[Extracted records]
——————————

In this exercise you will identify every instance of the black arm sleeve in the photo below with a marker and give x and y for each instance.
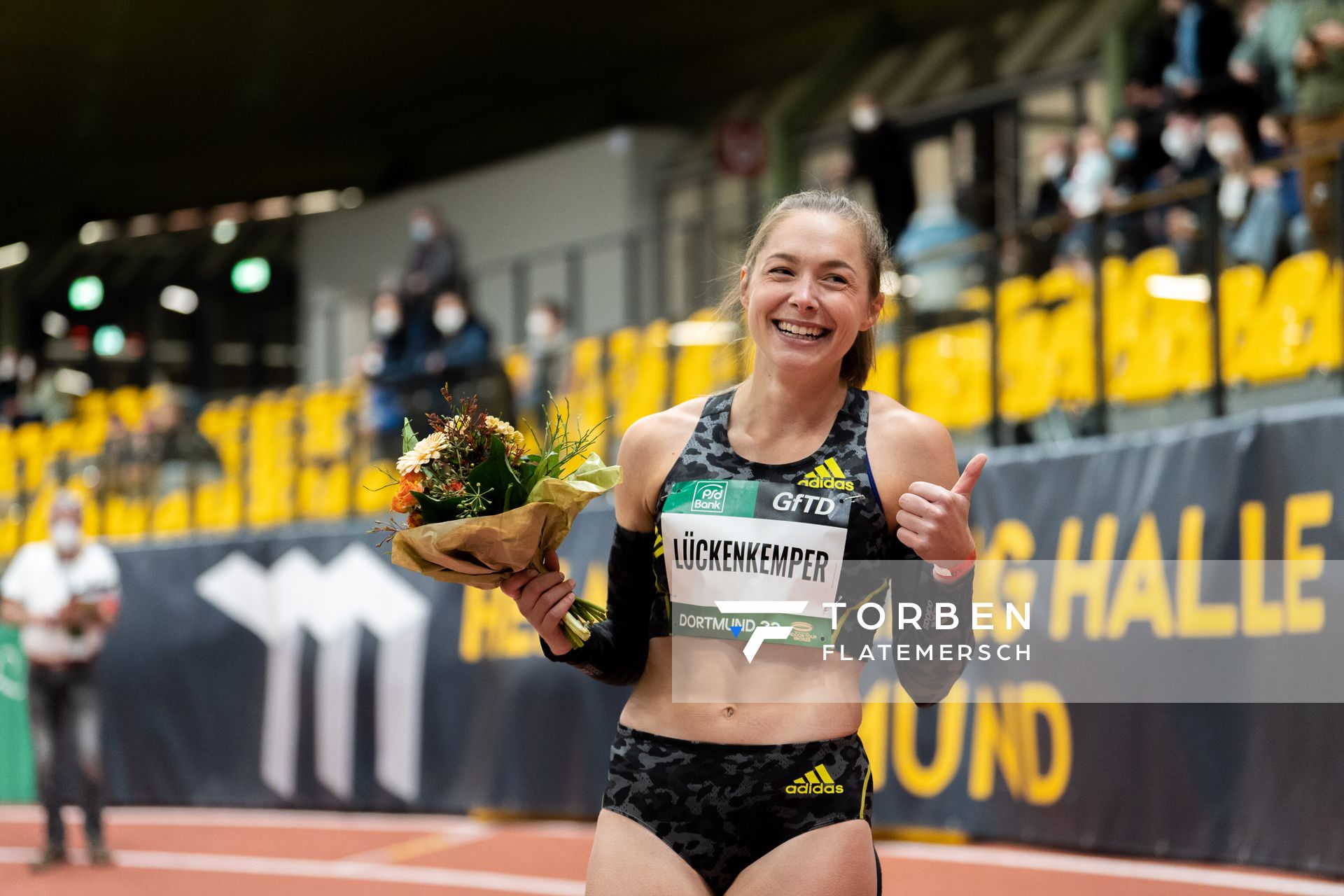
(619, 647)
(929, 679)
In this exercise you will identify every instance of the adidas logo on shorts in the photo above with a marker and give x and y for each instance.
(828, 476)
(818, 780)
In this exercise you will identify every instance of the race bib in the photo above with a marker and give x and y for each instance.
(748, 540)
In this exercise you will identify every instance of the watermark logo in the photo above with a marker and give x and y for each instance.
(766, 631)
(335, 603)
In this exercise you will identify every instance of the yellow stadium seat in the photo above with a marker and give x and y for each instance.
(35, 519)
(11, 530)
(30, 445)
(171, 514)
(8, 465)
(1277, 344)
(1025, 370)
(1326, 342)
(1240, 292)
(125, 519)
(324, 491)
(218, 507)
(374, 491)
(622, 352)
(702, 370)
(1073, 339)
(948, 374)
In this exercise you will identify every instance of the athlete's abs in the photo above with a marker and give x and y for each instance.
(727, 527)
(651, 708)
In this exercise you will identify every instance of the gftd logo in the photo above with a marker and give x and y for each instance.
(762, 633)
(332, 603)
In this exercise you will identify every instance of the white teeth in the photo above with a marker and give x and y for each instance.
(799, 331)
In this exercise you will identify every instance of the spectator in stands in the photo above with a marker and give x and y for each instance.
(1264, 57)
(1088, 186)
(1135, 167)
(433, 267)
(1041, 244)
(1183, 140)
(461, 340)
(934, 250)
(1249, 199)
(464, 360)
(1202, 45)
(1319, 124)
(549, 356)
(1277, 141)
(881, 155)
(1057, 163)
(391, 363)
(64, 594)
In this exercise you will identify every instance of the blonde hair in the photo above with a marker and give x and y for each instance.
(859, 360)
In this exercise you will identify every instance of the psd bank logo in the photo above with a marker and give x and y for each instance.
(708, 498)
(332, 603)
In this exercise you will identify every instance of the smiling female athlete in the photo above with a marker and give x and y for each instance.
(746, 797)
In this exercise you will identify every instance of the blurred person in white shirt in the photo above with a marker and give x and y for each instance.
(64, 594)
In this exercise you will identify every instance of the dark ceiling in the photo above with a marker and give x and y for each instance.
(127, 106)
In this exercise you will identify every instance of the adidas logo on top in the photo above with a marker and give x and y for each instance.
(828, 476)
(818, 780)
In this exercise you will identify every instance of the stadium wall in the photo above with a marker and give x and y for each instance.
(575, 194)
(302, 669)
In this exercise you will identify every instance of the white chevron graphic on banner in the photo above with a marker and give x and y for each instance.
(331, 603)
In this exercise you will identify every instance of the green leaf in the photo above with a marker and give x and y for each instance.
(496, 475)
(437, 510)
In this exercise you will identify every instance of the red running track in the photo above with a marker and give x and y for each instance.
(197, 852)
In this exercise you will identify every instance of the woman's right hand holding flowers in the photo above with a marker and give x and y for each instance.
(543, 598)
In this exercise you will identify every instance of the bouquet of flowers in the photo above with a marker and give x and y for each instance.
(479, 510)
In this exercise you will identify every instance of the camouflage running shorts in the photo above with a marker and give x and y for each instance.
(722, 806)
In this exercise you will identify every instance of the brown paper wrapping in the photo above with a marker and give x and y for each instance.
(484, 551)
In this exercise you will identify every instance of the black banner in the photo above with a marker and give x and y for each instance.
(302, 669)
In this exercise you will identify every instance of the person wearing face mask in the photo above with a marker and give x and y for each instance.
(1277, 141)
(1264, 57)
(1249, 198)
(1040, 246)
(391, 363)
(461, 358)
(881, 155)
(1086, 188)
(549, 356)
(64, 594)
(435, 264)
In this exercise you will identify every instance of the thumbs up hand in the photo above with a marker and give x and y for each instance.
(933, 520)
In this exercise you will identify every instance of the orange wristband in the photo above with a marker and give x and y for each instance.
(952, 574)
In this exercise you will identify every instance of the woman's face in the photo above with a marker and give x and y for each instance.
(806, 296)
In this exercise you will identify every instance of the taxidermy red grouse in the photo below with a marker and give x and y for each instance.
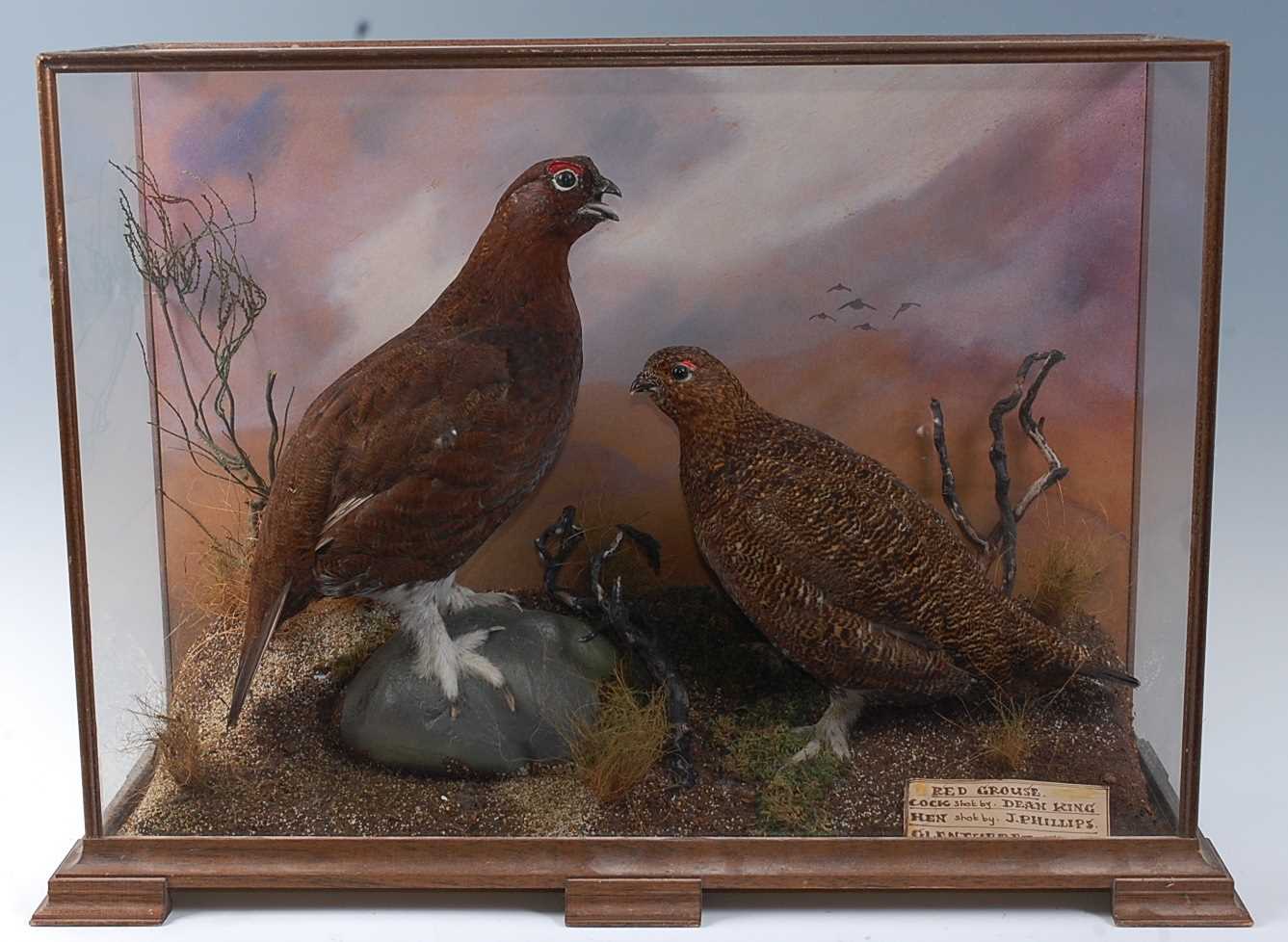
(844, 567)
(406, 464)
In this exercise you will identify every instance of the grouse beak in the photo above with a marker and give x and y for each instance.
(644, 383)
(595, 208)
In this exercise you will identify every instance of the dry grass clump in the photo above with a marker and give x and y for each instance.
(175, 735)
(1009, 741)
(616, 751)
(221, 587)
(1065, 578)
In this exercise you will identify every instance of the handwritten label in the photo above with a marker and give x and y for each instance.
(1004, 808)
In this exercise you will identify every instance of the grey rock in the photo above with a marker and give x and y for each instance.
(396, 718)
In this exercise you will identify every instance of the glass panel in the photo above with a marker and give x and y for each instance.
(1177, 170)
(116, 441)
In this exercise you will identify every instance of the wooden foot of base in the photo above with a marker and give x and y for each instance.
(610, 903)
(1195, 901)
(104, 901)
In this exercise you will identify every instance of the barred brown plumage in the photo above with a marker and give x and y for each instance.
(852, 574)
(406, 464)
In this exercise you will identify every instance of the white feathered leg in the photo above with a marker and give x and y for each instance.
(833, 727)
(458, 598)
(439, 657)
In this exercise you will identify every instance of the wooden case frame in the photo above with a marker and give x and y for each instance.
(115, 880)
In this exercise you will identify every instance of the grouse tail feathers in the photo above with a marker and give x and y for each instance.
(1052, 651)
(263, 614)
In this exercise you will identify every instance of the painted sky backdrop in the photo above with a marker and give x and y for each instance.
(1005, 198)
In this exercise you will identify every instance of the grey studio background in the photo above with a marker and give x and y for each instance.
(1243, 755)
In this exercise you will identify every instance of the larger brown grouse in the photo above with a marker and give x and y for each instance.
(406, 464)
(844, 567)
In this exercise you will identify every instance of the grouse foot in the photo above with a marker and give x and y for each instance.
(833, 727)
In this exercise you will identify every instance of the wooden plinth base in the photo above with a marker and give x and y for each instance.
(1196, 901)
(104, 901)
(611, 881)
(611, 903)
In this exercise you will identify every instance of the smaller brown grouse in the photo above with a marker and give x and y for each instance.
(841, 564)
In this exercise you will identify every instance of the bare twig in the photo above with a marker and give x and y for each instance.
(1002, 538)
(616, 615)
(950, 487)
(187, 251)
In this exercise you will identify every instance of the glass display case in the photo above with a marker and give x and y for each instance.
(639, 466)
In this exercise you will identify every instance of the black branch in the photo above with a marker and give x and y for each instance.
(629, 629)
(1001, 540)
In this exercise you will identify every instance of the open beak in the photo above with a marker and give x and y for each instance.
(595, 208)
(644, 383)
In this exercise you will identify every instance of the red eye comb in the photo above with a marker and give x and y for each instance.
(557, 165)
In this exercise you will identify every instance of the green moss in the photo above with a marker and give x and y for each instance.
(795, 799)
(756, 752)
(792, 797)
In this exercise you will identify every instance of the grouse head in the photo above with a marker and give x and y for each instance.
(561, 197)
(689, 384)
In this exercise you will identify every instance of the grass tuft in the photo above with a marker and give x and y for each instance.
(1009, 741)
(1065, 580)
(626, 739)
(175, 735)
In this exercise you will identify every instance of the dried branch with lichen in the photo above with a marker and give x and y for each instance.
(1001, 540)
(187, 251)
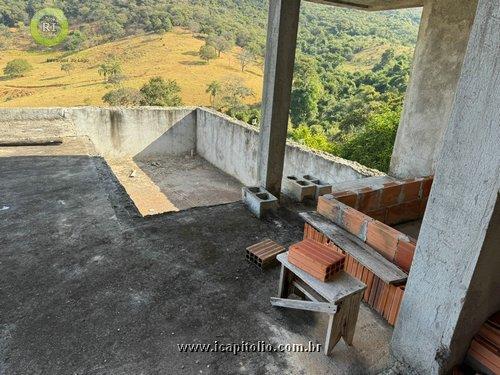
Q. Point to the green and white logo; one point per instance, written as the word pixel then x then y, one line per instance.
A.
pixel 49 27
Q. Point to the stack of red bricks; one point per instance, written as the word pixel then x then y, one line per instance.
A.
pixel 485 347
pixel 384 298
pixel 320 261
pixel 392 202
pixel 390 243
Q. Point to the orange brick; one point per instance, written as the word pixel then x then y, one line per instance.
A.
pixel 404 255
pixel 349 198
pixel 390 194
pixel 383 238
pixel 354 222
pixel 426 186
pixel 404 212
pixel 379 214
pixel 411 189
pixel 368 199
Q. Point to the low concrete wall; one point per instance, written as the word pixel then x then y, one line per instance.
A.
pixel 115 132
pixel 153 132
pixel 232 146
pixel 138 132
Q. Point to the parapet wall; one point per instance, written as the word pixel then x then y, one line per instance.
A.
pixel 155 132
pixel 233 146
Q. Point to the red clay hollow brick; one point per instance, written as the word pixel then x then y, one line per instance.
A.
pixel 368 199
pixel 404 212
pixel 383 238
pixel 355 222
pixel 349 198
pixel 404 255
pixel 379 214
pixel 391 194
pixel 412 189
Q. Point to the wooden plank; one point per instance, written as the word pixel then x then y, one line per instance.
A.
pixel 359 250
pixel 323 307
pixel 307 291
pixel 340 287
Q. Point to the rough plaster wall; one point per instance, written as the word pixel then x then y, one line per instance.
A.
pixel 442 41
pixel 233 147
pixel 441 309
pixel 138 132
pixel 230 145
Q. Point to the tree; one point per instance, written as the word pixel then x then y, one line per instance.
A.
pixel 222 43
pixel 124 96
pixel 158 92
pixel 75 41
pixel 306 92
pixel 208 53
pixel 67 67
pixel 245 57
pixel 234 94
pixel 111 70
pixel 17 68
pixel 213 89
pixel 372 145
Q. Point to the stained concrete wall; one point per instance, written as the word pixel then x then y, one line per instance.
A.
pixel 454 281
pixel 138 132
pixel 115 132
pixel 442 41
pixel 233 147
pixel 141 133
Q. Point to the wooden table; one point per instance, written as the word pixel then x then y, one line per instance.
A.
pixel 340 298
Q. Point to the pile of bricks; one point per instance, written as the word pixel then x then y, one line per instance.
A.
pixel 390 243
pixel 384 298
pixel 391 202
pixel 263 254
pixel 484 351
pixel 320 261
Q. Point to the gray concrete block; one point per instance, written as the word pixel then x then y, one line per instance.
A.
pixel 298 189
pixel 259 201
pixel 322 187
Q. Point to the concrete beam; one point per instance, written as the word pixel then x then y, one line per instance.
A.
pixel 442 41
pixel 372 5
pixel 278 76
pixel 454 281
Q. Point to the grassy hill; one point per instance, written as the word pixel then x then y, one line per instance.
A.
pixel 173 55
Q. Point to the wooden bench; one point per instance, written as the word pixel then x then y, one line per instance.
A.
pixel 384 280
pixel 340 298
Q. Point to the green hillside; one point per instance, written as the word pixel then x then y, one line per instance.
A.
pixel 351 72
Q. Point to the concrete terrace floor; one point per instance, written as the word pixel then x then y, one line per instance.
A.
pixel 87 286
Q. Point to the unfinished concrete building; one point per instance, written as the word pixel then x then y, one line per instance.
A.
pixel 123 234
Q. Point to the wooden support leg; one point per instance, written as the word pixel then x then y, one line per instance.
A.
pixel 334 332
pixel 351 317
pixel 284 285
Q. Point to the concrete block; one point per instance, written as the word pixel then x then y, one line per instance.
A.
pixel 322 187
pixel 298 189
pixel 259 201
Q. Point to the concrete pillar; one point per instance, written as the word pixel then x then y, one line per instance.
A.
pixel 278 76
pixel 454 281
pixel 442 41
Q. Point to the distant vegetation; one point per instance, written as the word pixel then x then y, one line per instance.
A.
pixel 350 77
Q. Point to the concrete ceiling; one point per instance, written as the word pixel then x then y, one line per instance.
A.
pixel 372 4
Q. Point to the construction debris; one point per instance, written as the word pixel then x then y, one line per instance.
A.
pixel 264 253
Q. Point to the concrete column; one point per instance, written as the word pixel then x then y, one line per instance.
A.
pixel 454 282
pixel 442 41
pixel 278 76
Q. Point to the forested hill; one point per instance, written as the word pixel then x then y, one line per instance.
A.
pixel 351 72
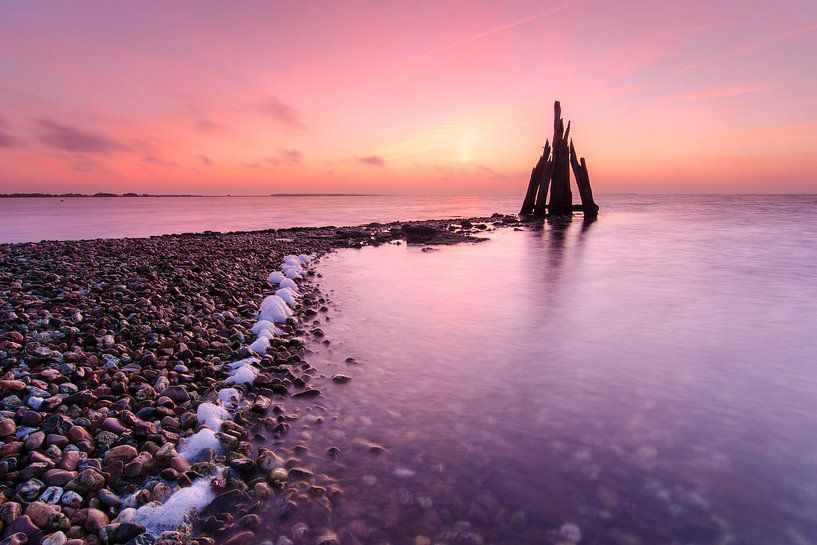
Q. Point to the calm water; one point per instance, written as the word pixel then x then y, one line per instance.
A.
pixel 28 220
pixel 650 378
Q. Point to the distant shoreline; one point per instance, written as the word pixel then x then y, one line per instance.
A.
pixel 142 195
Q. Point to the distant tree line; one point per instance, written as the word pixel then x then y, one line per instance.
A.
pixel 64 195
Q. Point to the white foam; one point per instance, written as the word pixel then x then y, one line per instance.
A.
pixel 265 328
pixel 192 446
pixel 288 295
pixel 275 277
pixel 260 345
pixel 157 518
pixel 291 272
pixel 243 375
pixel 274 309
pixel 288 283
pixel 229 396
pixel 211 415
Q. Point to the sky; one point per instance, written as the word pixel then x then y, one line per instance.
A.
pixel 390 96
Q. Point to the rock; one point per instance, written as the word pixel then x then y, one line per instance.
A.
pixel 15 539
pixel 277 475
pixel 52 495
pixel 170 537
pixel 7 427
pixel 139 466
pixel 416 234
pixel 250 521
pixel 39 513
pixel 243 538
pixel 35 440
pixel 70 460
pixel 329 538
pixel 58 477
pixel 88 480
pixel 109 499
pixel 24 525
pixel 127 531
pixel 57 538
pixel 571 532
pixel 268 460
pixel 31 489
pixel 9 512
pixel 13 385
pixel 113 425
pixel 71 499
pixel 95 520
pixel 178 394
pixel 123 453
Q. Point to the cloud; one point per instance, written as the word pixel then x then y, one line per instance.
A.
pixel 281 112
pixel 718 92
pixel 749 48
pixel 202 124
pixel 286 157
pixel 156 161
pixel 373 160
pixel 7 140
pixel 480 35
pixel 67 138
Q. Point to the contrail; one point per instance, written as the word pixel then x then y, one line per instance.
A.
pixel 482 35
pixel 747 48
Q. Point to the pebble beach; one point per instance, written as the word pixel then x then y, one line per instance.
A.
pixel 143 381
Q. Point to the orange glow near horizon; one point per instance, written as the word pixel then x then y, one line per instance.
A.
pixel 397 97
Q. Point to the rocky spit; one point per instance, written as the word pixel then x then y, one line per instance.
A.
pixel 108 347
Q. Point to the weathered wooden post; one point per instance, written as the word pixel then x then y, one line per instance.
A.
pixel 530 197
pixel 552 171
pixel 544 183
pixel 589 208
pixel 561 198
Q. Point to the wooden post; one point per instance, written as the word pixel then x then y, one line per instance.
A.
pixel 530 197
pixel 552 172
pixel 544 182
pixel 561 198
pixel 591 209
pixel 583 182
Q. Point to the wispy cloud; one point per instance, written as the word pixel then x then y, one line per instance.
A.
pixel 372 160
pixel 718 92
pixel 281 112
pixel 158 161
pixel 747 48
pixel 60 136
pixel 286 157
pixel 481 35
pixel 6 140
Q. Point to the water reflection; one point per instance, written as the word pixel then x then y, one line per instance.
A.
pixel 644 379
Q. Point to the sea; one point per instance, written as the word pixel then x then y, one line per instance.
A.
pixel 647 378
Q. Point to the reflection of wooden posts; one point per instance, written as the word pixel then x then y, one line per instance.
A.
pixel 544 182
pixel 590 208
pixel 530 197
pixel 552 171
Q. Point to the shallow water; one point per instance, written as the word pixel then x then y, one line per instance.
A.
pixel 34 219
pixel 649 378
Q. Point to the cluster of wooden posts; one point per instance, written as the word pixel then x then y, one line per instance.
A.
pixel 552 172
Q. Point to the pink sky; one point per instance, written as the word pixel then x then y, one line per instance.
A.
pixel 396 96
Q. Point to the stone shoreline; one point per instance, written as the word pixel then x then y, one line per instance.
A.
pixel 109 346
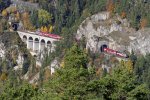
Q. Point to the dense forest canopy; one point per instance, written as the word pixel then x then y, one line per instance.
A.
pixel 4 4
pixel 78 78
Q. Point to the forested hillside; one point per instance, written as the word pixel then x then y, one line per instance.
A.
pixel 82 74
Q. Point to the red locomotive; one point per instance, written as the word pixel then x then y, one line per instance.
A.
pixel 54 36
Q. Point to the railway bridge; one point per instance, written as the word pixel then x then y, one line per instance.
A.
pixel 37 42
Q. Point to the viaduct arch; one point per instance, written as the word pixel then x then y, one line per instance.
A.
pixel 37 43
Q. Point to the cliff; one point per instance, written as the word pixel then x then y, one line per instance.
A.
pixel 101 28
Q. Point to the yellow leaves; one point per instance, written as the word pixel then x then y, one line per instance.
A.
pixel 51 29
pixel 3 76
pixel 17 15
pixel 143 23
pixel 25 15
pixel 45 29
pixel 123 15
pixel 47 74
pixel 42 29
pixel 128 65
pixel 62 64
pixel 110 6
pixel 4 13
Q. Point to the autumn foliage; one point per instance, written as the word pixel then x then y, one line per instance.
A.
pixel 110 6
pixel 143 23
pixel 123 14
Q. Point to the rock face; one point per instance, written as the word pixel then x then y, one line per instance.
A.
pixel 114 32
pixel 12 49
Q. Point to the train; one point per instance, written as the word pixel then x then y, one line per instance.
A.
pixel 46 34
pixel 116 53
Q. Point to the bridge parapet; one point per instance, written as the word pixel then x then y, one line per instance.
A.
pixel 37 43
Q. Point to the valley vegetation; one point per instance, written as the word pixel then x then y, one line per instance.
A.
pixel 80 76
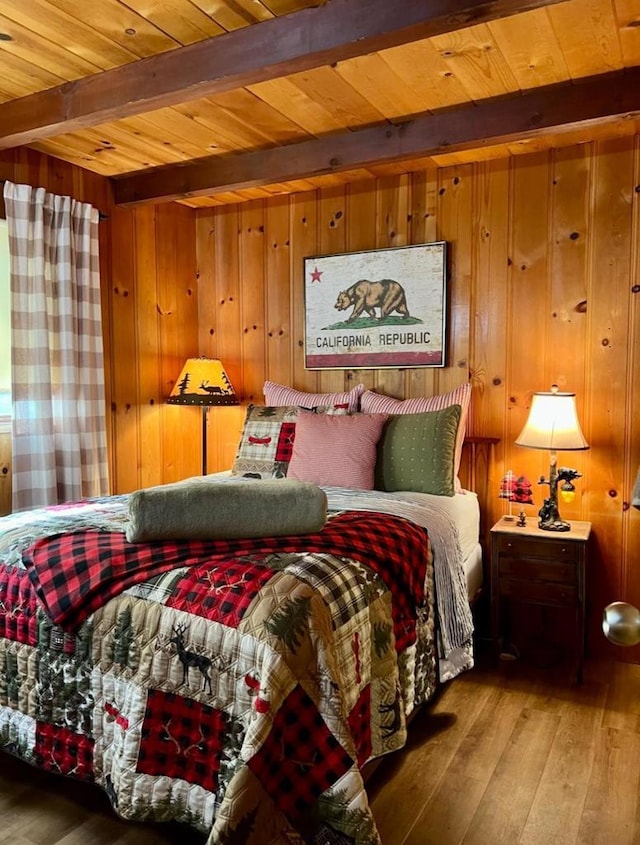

——————————

Task statement
Only the count, nothing else: how many lines of the records hold the word "tree"?

Exercise output
2